◆ **Aim of the task**: Lay out every line of the entries below as a Markdown table with two columns, Row and Entry line. Number the rows, skip blank lines, and leave the pictures out.
-- start of Records provided --
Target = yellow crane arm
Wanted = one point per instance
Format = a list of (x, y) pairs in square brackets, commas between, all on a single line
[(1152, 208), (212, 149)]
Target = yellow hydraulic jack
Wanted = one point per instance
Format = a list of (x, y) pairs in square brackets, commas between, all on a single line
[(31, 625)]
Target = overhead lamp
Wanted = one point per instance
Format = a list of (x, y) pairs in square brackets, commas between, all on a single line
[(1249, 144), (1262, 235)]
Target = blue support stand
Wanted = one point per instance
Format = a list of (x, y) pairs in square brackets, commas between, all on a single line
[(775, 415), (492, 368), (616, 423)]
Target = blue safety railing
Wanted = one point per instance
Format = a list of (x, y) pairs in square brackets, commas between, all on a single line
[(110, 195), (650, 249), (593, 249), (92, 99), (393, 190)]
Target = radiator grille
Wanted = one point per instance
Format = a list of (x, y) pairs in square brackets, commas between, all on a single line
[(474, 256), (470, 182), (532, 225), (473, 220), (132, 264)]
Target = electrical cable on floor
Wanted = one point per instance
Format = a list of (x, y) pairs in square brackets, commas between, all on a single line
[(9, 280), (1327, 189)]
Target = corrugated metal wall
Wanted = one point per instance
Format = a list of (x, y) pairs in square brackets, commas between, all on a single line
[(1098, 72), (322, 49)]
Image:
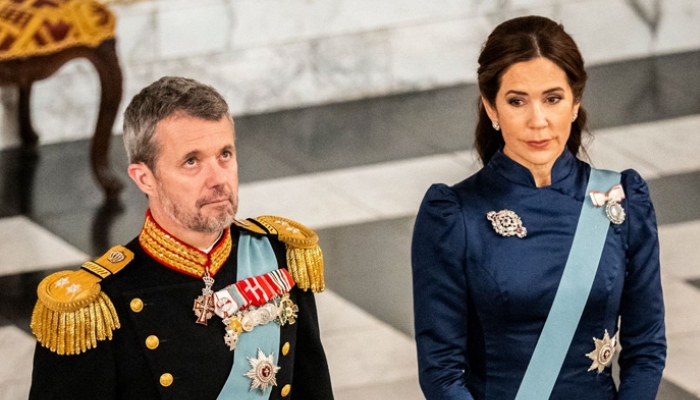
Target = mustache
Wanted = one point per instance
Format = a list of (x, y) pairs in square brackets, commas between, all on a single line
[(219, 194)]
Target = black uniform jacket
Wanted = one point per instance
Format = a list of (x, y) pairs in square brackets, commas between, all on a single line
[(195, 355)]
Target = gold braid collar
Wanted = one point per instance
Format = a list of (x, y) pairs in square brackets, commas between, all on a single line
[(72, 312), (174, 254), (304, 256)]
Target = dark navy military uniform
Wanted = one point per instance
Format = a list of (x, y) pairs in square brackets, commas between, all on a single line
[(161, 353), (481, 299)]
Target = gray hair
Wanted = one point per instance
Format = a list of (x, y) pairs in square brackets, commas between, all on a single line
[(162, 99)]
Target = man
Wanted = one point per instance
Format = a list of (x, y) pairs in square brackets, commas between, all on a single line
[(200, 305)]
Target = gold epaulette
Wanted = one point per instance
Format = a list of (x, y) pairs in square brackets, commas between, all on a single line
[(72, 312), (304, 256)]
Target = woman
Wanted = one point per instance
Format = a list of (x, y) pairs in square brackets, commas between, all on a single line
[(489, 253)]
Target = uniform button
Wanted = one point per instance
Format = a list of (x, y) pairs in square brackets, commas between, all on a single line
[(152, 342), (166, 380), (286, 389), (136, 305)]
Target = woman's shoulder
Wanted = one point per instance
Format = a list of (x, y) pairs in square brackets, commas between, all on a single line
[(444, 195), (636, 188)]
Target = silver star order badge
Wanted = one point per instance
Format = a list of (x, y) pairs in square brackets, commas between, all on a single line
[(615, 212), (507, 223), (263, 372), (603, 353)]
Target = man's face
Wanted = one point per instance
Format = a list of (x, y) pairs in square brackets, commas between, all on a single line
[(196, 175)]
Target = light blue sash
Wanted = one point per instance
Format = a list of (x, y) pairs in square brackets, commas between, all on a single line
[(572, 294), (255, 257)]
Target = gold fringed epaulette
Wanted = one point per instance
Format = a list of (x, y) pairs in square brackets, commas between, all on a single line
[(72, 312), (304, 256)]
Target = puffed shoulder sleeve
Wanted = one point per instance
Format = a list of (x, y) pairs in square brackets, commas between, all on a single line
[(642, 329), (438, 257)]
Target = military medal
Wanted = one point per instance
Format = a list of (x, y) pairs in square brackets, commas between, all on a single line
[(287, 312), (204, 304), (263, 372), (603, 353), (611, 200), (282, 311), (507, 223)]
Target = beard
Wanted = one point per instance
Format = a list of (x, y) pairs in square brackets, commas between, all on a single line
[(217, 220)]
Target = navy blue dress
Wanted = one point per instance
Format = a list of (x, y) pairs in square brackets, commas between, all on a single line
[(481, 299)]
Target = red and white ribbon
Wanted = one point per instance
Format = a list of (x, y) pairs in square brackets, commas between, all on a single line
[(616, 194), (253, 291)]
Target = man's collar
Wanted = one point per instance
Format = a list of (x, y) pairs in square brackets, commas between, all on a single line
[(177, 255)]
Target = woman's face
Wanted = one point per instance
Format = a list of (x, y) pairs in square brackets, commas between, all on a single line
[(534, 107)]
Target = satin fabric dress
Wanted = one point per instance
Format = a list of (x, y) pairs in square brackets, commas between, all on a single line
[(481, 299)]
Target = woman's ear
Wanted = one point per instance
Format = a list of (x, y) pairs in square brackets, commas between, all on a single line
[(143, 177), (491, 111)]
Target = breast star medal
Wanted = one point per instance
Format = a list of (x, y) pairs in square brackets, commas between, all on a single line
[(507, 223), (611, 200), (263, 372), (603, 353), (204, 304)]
-- end of Records provided --
◆ **Completed exercise**:
| Row | Entry line |
|---|---|
| 1 | Target = yellow crane arm |
| 2 | Wanted = one point per instance |
| 3 | Format = a list of (x, y) pairs in square brackets, commas between, all on a single line |
| 4 | [(1152, 208), (212, 149)] |
| 5 | Target = yellow hydraulic jack |
| 6 | Wanted = one point per instance |
| 7 | Format = a list of (x, y) pairs in square brackets, commas between, all on a single line |
| 8 | [(31, 625)] |
| 9 | Target = overhead lamp |
| 10 | Wanted = one point per instance |
| 11 | Format = a list of (x, y) pairs in square brackets, commas between, all on a single line |
| 12 | [(1249, 144), (1262, 235)] |
| 13 | Target = blue support stand |
| 14 | Wanted = one point per instance |
| 15 | Format = a list of (x, y) pairs in square brackets, commas between, all on a single line |
| 16 | [(775, 415), (492, 368), (616, 423)] |
| 17 | Target = blue safety railing |
| 18 | Wanted = one point per instance |
| 19 | Format = a list of (x, y) pairs in square brackets, commas between, all on a single line |
| 20 | [(110, 195), (650, 249), (593, 249), (92, 99), (393, 190)] |
| 21 | Target = radiator grille |
| 22 | Wanted = one point per instance |
| 23 | Format = a list of (x, y) pairs in square brackets, commas between, all on a single line |
| 24 | [(474, 256), (470, 182), (532, 225), (473, 220), (132, 264)] |
| 25 | Target = electrical cable on floor |
| 26 | Wanted = one point per instance |
| 27 | Format = a list of (x, y) pairs in square brackets, commas between, all on a single line |
| 28 | [(9, 280), (1327, 189)] |
| 29 | Target = corrugated metal wall |
| 30 | Wanted = one point per instance |
| 31 | Format = a list of (x, y) pairs in square brackets, commas between, all on a single line |
| 32 | [(1098, 72), (322, 49)] |
| 33 | Image: |
| 34 | Target = mustache |
| 35 | Wanted = one point per instance |
| 36 | Format = a list of (x, y) pairs in square brackets, commas between, all on a single line |
| 37 | [(219, 194)] |
| 38 | Target = black uniform jacket |
| 39 | Wanted = one point per instance |
| 40 | Format = a list of (x, y) pairs in square brackets, commas between, all on a single line |
| 41 | [(195, 355)] |
| 42 | Target = gold braid collar |
| 43 | Wanted = one point per instance |
| 44 | Format = a list of (x, y) pairs in square brackets, commas between, all on a single line |
| 45 | [(72, 312), (174, 254), (304, 256)] |
| 46 | Target = dark navy military uniform |
| 47 | Wanted = one point per instance |
| 48 | Format = a list of (x, y) pairs in square brackets, commas between, all on a single line |
| 49 | [(161, 353), (481, 299)] |
| 50 | Target = gray hair |
| 51 | Wanted = one point per instance |
| 52 | Format = a list of (x, y) pairs in square brackets, commas between, all on a single line |
| 53 | [(162, 99)] |
| 54 | Target = man |
| 55 | Wanted = one point per instance |
| 56 | Format = a list of (x, y) pairs in square brackets, commas between, all on a single line |
| 57 | [(200, 305)] |
| 58 | Target = gold epaulette |
| 59 | Wanted = one point per instance |
| 60 | Format = a list of (x, y) pairs in square brackets, commas between, all on a single line |
| 61 | [(72, 312), (304, 256)] |
| 62 | Target = woman |
| 63 | Wanted = one point per instance |
| 64 | Format = a list of (x, y) pairs in square brackets, commas between, all on a single line |
| 65 | [(489, 253)] |
| 66 | Target = uniform button |
| 67 | Wanted = one point per instance |
| 68 | Format = a list of (x, y) pairs in square brackets, commas between, all on a single line |
| 69 | [(152, 342), (166, 380), (286, 389), (136, 305)] |
| 70 | Target = woman's shoulder |
| 71 | Wanted = one point per instance |
| 72 | Format = a list of (x, y) pairs in square brackets, commas between, all on a single line |
| 73 | [(444, 195), (636, 188)] |
| 74 | Target = silver star order badge |
| 75 | Wanted = one point per instance |
| 76 | Format = a list of (x, y) pairs in square brackets, commas between, all on a single line |
| 77 | [(615, 212), (507, 223), (263, 372), (603, 353)] |
| 78 | Target = man's face |
| 79 | Wanted = one point per instance |
| 80 | Format = a list of (x, y) pairs in square brackets, commas between, all on a single line |
| 81 | [(196, 175)] |
| 82 | Target = light blue sash |
| 83 | Wanted = one point per instance |
| 84 | Format = a list of (x, y) pairs in square brackets, commas between, all on a single line |
| 85 | [(572, 294), (255, 257)] |
| 86 | Target = gold fringed epaulette |
| 87 | Wanted = one point per instance |
| 88 | Format = a list of (x, y) pairs in square brackets, commas between, all on a single line |
| 89 | [(72, 312), (304, 256)] |
| 90 | Target = puffed shoulder sleeve |
| 91 | Wanted = one point per instance |
| 92 | Format = a list of (x, y) pairs in square brackets, commas between, all on a single line |
| 93 | [(642, 329), (438, 257)] |
| 94 | Target = military medal |
| 95 | Wanted = one point per instance |
| 96 | Format = a list of (x, y) pairs in square brackets, commas between, all on a single line |
| 97 | [(287, 312), (204, 304), (263, 372), (603, 353), (611, 200), (282, 311), (507, 223)] |
| 98 | Target = beard |
| 99 | Wanted = one point per instance |
| 100 | Format = a list of (x, y) pairs in square brackets, commas between, all on a single line |
| 101 | [(217, 220)] |
| 102 | Target = navy blue dress |
| 103 | Wanted = one point per instance |
| 104 | Format = a list of (x, y) pairs in square brackets, commas between, all on a single line |
| 105 | [(481, 299)] |
| 106 | Target = red and white ribbon |
| 107 | Wanted = one point per instance |
| 108 | Format = a list of (x, y) pairs in square brackets, commas between, all on a single line |
| 109 | [(616, 194), (253, 291)] |
| 110 | Target = man's collar |
| 111 | Wanted = one point per instance |
| 112 | Format = a list of (x, y) pairs in square brackets, commas between, all on a single line |
| 113 | [(177, 255)] |
| 114 | Target = woman's face |
| 115 | Wanted = one point per instance |
| 116 | Format = a list of (x, y) pairs in square brackets, commas between, all on a single line |
| 117 | [(534, 107)] |
| 118 | Target = satin fabric dress |
| 119 | Wanted = one point per instance |
| 120 | Format = a list of (x, y) pairs in square brackets, commas between, all on a single line |
| 121 | [(481, 299)] |
| 122 | Target = woman's ear |
| 123 | Wanted = one point per instance |
| 124 | Format = a list of (x, y) pairs in square brackets, commas between, all on a single line |
| 125 | [(143, 177), (491, 111)] |
| 126 | Target = breast star medal |
| 127 | Wanted = one point per instance |
| 128 | Format = a list of (x, y) pairs in square brackets, commas between, all on a single line |
| 129 | [(507, 223), (611, 200), (263, 372), (603, 353), (204, 304)] |